_Task goal_
Copy the data below without any changes, starting at the line containing "Is there any railing post" and continuing through the end of the data, including both ends.

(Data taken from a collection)
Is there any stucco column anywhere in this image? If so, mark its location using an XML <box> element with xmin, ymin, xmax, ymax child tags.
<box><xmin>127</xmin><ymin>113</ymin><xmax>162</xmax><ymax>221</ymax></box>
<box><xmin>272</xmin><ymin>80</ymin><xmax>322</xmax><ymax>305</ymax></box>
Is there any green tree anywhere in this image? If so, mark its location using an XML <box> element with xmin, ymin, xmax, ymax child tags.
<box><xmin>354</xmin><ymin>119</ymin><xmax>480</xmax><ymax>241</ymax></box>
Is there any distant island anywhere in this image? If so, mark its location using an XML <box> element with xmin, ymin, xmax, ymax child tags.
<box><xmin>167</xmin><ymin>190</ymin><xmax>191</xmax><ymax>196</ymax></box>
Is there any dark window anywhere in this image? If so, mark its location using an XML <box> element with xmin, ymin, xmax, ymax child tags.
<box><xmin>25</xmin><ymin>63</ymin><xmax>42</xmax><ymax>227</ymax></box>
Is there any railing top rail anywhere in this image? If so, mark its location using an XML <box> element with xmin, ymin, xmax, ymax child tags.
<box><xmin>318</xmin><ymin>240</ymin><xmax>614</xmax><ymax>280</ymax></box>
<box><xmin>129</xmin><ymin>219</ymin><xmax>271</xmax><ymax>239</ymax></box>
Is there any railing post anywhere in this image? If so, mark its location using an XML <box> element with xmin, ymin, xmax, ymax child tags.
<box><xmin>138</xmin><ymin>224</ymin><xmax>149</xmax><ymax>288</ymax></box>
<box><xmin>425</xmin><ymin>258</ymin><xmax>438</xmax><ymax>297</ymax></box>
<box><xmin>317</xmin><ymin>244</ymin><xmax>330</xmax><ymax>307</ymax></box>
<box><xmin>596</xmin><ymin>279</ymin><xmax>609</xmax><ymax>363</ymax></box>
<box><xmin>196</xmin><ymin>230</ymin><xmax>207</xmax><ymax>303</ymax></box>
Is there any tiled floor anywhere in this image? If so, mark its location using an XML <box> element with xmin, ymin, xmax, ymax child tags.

_Solution to this exercise_
Is there any railing post anywhere in this image? If so, mark its location using an XML <box> element with xmin, ymin, xmax, ymax child tags.
<box><xmin>138</xmin><ymin>224</ymin><xmax>149</xmax><ymax>288</ymax></box>
<box><xmin>425</xmin><ymin>258</ymin><xmax>438</xmax><ymax>297</ymax></box>
<box><xmin>317</xmin><ymin>244</ymin><xmax>330</xmax><ymax>307</ymax></box>
<box><xmin>596</xmin><ymin>279</ymin><xmax>609</xmax><ymax>363</ymax></box>
<box><xmin>196</xmin><ymin>230</ymin><xmax>207</xmax><ymax>303</ymax></box>
Is there any tiled floor anywhere in this image? If so, mark its location using an XML <box> element with xmin, ymin, xmax, ymax child tags.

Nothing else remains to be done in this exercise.